(Data to process):

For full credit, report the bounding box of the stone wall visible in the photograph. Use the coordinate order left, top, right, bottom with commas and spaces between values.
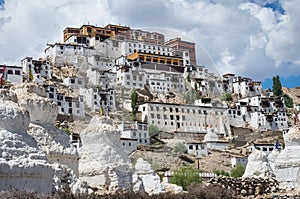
208, 177, 279, 197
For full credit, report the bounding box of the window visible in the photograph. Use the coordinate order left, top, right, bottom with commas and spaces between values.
263, 147, 268, 151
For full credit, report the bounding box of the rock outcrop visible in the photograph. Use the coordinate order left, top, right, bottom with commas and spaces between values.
243, 150, 274, 178
13, 84, 79, 176
79, 116, 133, 192
208, 177, 279, 198
0, 87, 87, 194
133, 158, 165, 194
0, 90, 54, 194
274, 126, 300, 191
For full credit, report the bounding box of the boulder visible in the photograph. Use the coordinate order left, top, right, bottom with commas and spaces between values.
79, 116, 133, 191
133, 158, 165, 194
274, 126, 300, 191
243, 150, 274, 178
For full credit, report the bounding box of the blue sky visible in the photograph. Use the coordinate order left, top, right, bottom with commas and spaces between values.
0, 0, 300, 88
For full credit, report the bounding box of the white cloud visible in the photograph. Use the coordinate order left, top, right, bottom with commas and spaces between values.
0, 0, 300, 79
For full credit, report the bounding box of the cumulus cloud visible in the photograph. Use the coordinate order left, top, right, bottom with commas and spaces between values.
0, 0, 300, 82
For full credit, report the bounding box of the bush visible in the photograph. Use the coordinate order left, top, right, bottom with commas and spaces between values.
174, 142, 187, 154
221, 93, 233, 101
283, 94, 294, 108
188, 183, 239, 199
148, 124, 159, 137
171, 166, 202, 190
230, 164, 245, 178
213, 169, 229, 176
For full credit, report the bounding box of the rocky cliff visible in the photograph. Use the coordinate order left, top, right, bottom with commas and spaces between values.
79, 116, 133, 192
0, 86, 87, 194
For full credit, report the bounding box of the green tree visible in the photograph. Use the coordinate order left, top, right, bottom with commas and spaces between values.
221, 92, 232, 101
171, 166, 202, 190
131, 89, 138, 120
183, 89, 197, 104
213, 169, 229, 176
230, 164, 245, 178
186, 74, 191, 82
283, 94, 294, 108
194, 82, 198, 91
148, 124, 159, 137
174, 142, 187, 154
272, 75, 283, 96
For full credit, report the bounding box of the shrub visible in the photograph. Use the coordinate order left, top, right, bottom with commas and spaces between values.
213, 169, 229, 176
283, 94, 294, 108
174, 142, 187, 154
148, 124, 159, 137
221, 93, 233, 101
230, 164, 245, 178
171, 166, 202, 190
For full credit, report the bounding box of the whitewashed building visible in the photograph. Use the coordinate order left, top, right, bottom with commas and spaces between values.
138, 102, 230, 136
44, 85, 85, 118
237, 96, 288, 131
184, 142, 208, 158
44, 43, 95, 67
120, 137, 137, 155
21, 57, 52, 79
0, 65, 23, 84
248, 141, 282, 155
232, 76, 262, 98
79, 86, 116, 115
63, 76, 85, 89
118, 122, 150, 145
231, 156, 248, 168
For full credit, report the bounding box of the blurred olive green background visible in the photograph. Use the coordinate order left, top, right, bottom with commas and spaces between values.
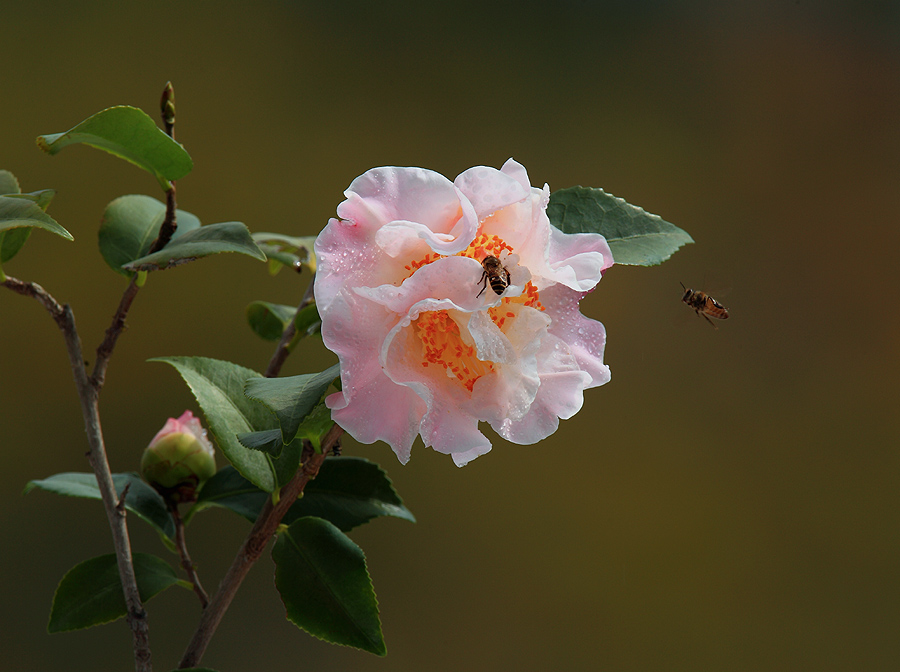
0, 0, 900, 672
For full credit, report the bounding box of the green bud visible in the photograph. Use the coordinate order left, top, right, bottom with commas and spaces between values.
141, 411, 216, 503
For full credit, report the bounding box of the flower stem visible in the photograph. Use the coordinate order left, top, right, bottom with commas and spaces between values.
265, 273, 316, 378
169, 503, 209, 609
178, 425, 344, 669
2, 277, 153, 672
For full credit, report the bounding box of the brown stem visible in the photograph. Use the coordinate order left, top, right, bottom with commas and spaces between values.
169, 504, 209, 609
147, 182, 178, 254
91, 274, 140, 392
0, 277, 152, 672
265, 273, 316, 378
149, 82, 178, 254
178, 425, 344, 669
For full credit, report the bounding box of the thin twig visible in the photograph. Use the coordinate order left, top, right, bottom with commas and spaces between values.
149, 82, 178, 254
91, 273, 140, 392
169, 503, 209, 609
2, 277, 152, 672
265, 273, 316, 378
178, 425, 344, 669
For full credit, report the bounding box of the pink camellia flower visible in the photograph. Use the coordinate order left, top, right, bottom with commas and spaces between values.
141, 411, 216, 502
315, 159, 613, 466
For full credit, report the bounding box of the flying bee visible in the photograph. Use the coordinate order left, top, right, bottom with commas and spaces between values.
475, 256, 509, 299
681, 282, 728, 329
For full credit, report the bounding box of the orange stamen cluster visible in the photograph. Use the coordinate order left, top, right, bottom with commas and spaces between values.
413, 310, 494, 392
404, 233, 544, 392
459, 233, 513, 262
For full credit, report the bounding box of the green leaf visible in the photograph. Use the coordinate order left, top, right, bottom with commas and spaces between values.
37, 105, 194, 191
0, 170, 22, 195
25, 472, 175, 539
253, 233, 316, 275
283, 457, 416, 532
237, 427, 284, 457
272, 517, 387, 656
0, 170, 61, 264
188, 457, 416, 532
0, 195, 74, 240
185, 460, 266, 523
294, 303, 322, 336
294, 399, 334, 453
149, 357, 284, 492
98, 194, 200, 278
0, 228, 31, 266
244, 364, 341, 444
247, 301, 297, 341
6, 189, 56, 212
47, 553, 178, 633
547, 187, 694, 266
125, 222, 266, 271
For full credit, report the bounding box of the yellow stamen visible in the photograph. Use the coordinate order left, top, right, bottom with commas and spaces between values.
404, 233, 544, 392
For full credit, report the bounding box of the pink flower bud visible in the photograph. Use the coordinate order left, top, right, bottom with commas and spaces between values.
141, 411, 216, 502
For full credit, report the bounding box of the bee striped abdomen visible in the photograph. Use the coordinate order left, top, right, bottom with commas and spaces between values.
681, 283, 728, 329
476, 256, 509, 298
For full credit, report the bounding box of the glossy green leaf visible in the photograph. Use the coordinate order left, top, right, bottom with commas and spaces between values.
294, 398, 334, 453
150, 357, 284, 492
98, 194, 200, 278
0, 178, 58, 264
294, 303, 322, 336
185, 465, 270, 523
272, 517, 387, 656
283, 457, 416, 532
125, 222, 266, 271
247, 301, 297, 341
237, 427, 284, 457
47, 553, 178, 633
244, 364, 341, 443
0, 228, 31, 266
0, 170, 22, 195
0, 195, 74, 240
188, 457, 416, 532
547, 187, 694, 266
253, 233, 316, 275
6, 189, 56, 212
37, 105, 194, 191
25, 472, 175, 539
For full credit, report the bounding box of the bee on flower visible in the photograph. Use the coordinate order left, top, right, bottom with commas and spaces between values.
315, 159, 613, 466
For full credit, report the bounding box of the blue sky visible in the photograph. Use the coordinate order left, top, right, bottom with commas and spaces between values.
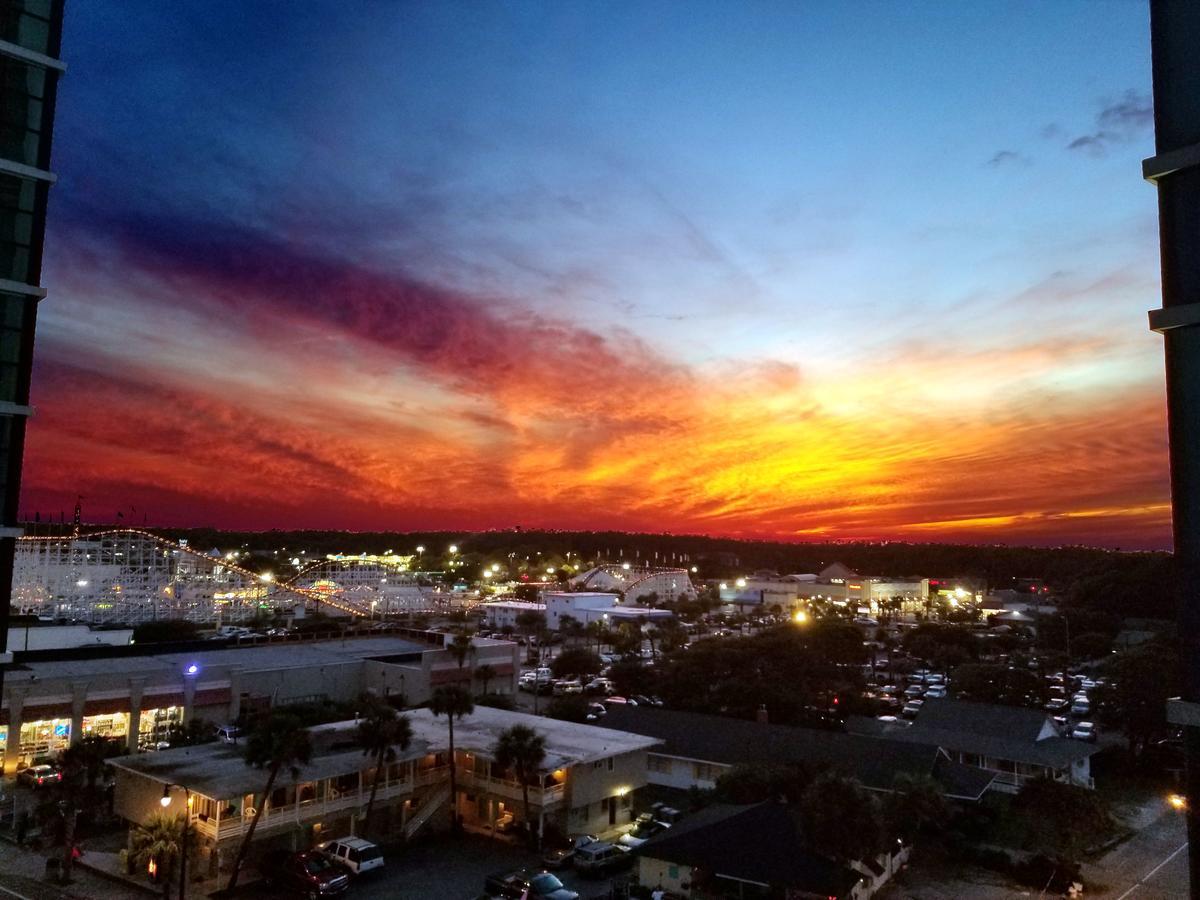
29, 1, 1169, 545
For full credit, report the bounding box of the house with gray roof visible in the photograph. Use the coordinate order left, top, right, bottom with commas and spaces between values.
602, 704, 992, 800
868, 698, 1099, 793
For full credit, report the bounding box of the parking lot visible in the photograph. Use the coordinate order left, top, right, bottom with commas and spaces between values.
249, 834, 633, 900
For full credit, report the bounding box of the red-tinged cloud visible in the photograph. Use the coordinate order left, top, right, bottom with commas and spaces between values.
16, 211, 1170, 546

(Problem to solve):
Reproduce all of the records above word for word, leaving out the pictures.

(Complete output):
For full credit, report the bounding box of the stone wall visible in the photograph. Use the coordinate order left, top, right, bottom with commas and spaces between values.
208, 177, 279, 197
For full credit, report the bounding box of the window visible in the photograph. Use the coordinate order left, top, right, bottom with commas and spaces between values.
263, 147, 268, 151
For full credit, report the bounding box of the rock outcrop visible in the photograph. Use the coordinate order left, top, right, bottom with commas and spaces between values.
243, 150, 274, 178
13, 84, 79, 176
79, 116, 133, 192
208, 177, 279, 198
0, 87, 87, 194
133, 158, 165, 194
0, 90, 54, 194
274, 126, 300, 191
For full credit, report the bounding box of the boulder visible in the photograph. Use the coordinate order left, top, right, bottom with commas and spaces between values.
79, 116, 133, 191
133, 158, 165, 194
274, 126, 300, 191
243, 150, 274, 178
For full credit, report the bounding box of the blue sky visible in the photograph. Use the coordinate order left, top, right, bottom with commas and spaces between values.
0, 0, 300, 88
For full credit, report the bounding box of the white cloud visible in the photograph. Use the coordinate order left, top, right, bottom with commas and spaces between values.
0, 0, 300, 79
For full credit, report the bounding box of the cumulus cloud visible in the photograph. Use the coordinate order left, top, right, bottom with commas and spaces between values.
0, 0, 300, 82
For full credit, report the bounding box of the bush visible in the photograph. Use the coordinate order left, top, right, bottom with commas and spaces between values.
174, 142, 187, 154
221, 93, 233, 101
283, 94, 294, 108
188, 183, 239, 199
148, 124, 159, 137
171, 166, 202, 190
230, 164, 245, 178
213, 169, 229, 176
For full credit, report the bounding box of the rocky cliff visible in the photograph. Use the coordinate order left, top, right, bottom with commas and spaces between values.
79, 116, 133, 192
0, 86, 87, 194
For full credit, report the bounding box of the green tree visible in the photograph. Use the coordinate order left, top, right, bottom with commas and spaces between values.
221, 92, 232, 101
171, 166, 202, 190
131, 89, 138, 120
183, 89, 197, 104
213, 169, 229, 176
230, 164, 245, 178
186, 74, 191, 82
283, 94, 294, 108
194, 82, 198, 91
148, 124, 159, 137
174, 142, 187, 154
272, 75, 283, 96
For full credit, report the bounding box of the shrub visible in the photograph. Use the coordinate order left, top, right, bottom with commas and spaces between values.
213, 169, 229, 176
283, 94, 294, 108
174, 142, 187, 154
148, 124, 159, 137
221, 93, 233, 101
230, 164, 245, 178
171, 166, 202, 190
For full credit, report the bounding box of the whitewashed building visible in the photograph. Use the coordinate order left, top, right, bottom with commas and spaces between values.
138, 102, 230, 136
44, 85, 85, 118
237, 96, 288, 131
184, 142, 208, 158
44, 43, 95, 67
120, 137, 137, 155
21, 57, 52, 79
0, 65, 23, 84
248, 141, 282, 155
232, 76, 262, 98
79, 86, 116, 115
63, 76, 85, 89
118, 122, 150, 145
231, 156, 248, 168
For full credit, report the bounding box of the blurred olive green background visible in the photograph. Use the coordinate order left, top, right, bottom with commas and spaces between values.
0, 0, 900, 672
For full credit, report the bounding box of the green bud visible in the photograph. Use the coordinate order left, top, right, bottom with commas and spaces between values.
141, 411, 216, 503
For full credit, report the bounding box of the flower stem visible in the photograph. Use the coordinate order left, top, right, bottom with commas and spaces between values.
265, 273, 316, 378
169, 503, 209, 609
178, 425, 344, 669
2, 277, 153, 672
For full credit, report the bounding box of the brown stem visible in the photograph. Use the coordinate order left, top, right, bottom with commas and spaces between values.
169, 504, 209, 609
147, 182, 178, 254
91, 274, 140, 392
0, 277, 152, 672
265, 273, 316, 378
149, 82, 178, 254
178, 425, 344, 669
For full credit, report the bounding box of the thin twig visible in the photograph. Use the coordinate order left, top, right, bottom with commas and spaces between values.
149, 82, 178, 254
91, 273, 140, 392
169, 503, 209, 609
2, 277, 152, 672
265, 273, 316, 378
178, 425, 344, 669
For full credit, report the bounding box of the pink camellia flower visible in the photograph. Use the coordinate order left, top, right, bottom with commas and spaces between values.
141, 411, 216, 502
315, 159, 613, 466
For full credit, report the bounding box of the flying bee visible in the photograph. Use the coordinate order left, top, right, bottom with commas and spaces between values.
475, 256, 509, 299
681, 282, 728, 329
For full credit, report the bounding box of the orange stamen cluster visible in the photograph. Use the coordinate order left, top, right, bottom with commas and spaces between values.
413, 310, 494, 392
404, 233, 544, 392
459, 233, 513, 262
For full credit, report the bounding box of the green leaf visible in the photograph. Use the coordinate order left, top, right, bottom with commas and spaces between values.
37, 105, 194, 191
0, 170, 22, 195
25, 472, 175, 539
253, 233, 316, 275
283, 457, 416, 532
237, 427, 284, 457
272, 517, 387, 656
0, 170, 61, 264
188, 457, 416, 532
0, 195, 74, 240
185, 460, 266, 523
294, 303, 322, 336
294, 399, 334, 453
149, 357, 284, 492
98, 194, 200, 278
0, 228, 31, 266
244, 364, 341, 444
247, 301, 297, 341
6, 189, 56, 212
47, 553, 178, 633
547, 187, 694, 266
125, 222, 266, 271
For full credit, report the bounding box of the yellow stamen visible in the photograph. Use the coordinate order left, top, right, bottom with commas and spaces between values.
404, 233, 544, 392
For full credit, report the bounding box of the pink flower bud visible in the photograph. Use the coordinate order left, top, right, bottom with commas and spaces between values.
141, 411, 216, 502
For full credit, report the bounding box of the bee striped abdomen visible in the photograph. Use the coordinate order left, top, right, bottom with commas and spaces between values.
681, 283, 728, 329
476, 256, 509, 298
For full credit, report the bounding box of the glossy green leaf visible in the photograph. Use the coordinate order left, top, right, bottom with commas and spaces between values.
294, 398, 334, 453
150, 357, 284, 492
98, 194, 200, 278
0, 178, 58, 264
294, 303, 322, 336
185, 465, 270, 523
272, 517, 387, 656
283, 457, 416, 532
125, 222, 266, 271
247, 301, 297, 341
237, 427, 284, 457
47, 553, 178, 633
244, 364, 341, 443
0, 228, 31, 266
0, 170, 22, 195
0, 195, 74, 240
188, 457, 416, 532
547, 187, 694, 266
253, 233, 316, 275
6, 189, 56, 212
37, 105, 194, 191
25, 472, 175, 539
For full credit, report the bounding box of the bee on flower visible in the photograph. Use the coordinate order left, top, right, bottom with commas and spaces between values.
315, 159, 613, 466
For full credit, report the bounding box of the blue sky visible in the photograph. Use the coordinate order left, top, right, bottom with commas and spaces between values.
29, 1, 1169, 545
For full credit, report the bounding box of the house with gray roof visible in the photograph. Use the coordinate order left, top, right, bottom with commas and spaces between values.
602, 704, 992, 800
868, 698, 1099, 793
For full credit, report the bounding box of the parking lot visible in the photograph. Use the coordinate order left, top, right, bottom with commas and spaces between values.
249, 834, 633, 900
For full credit, report the bounding box of the red-tinged cloud visible in the photograph. Use the coordinate order left, top, right, bottom with commas and spaces between values.
16, 211, 1170, 546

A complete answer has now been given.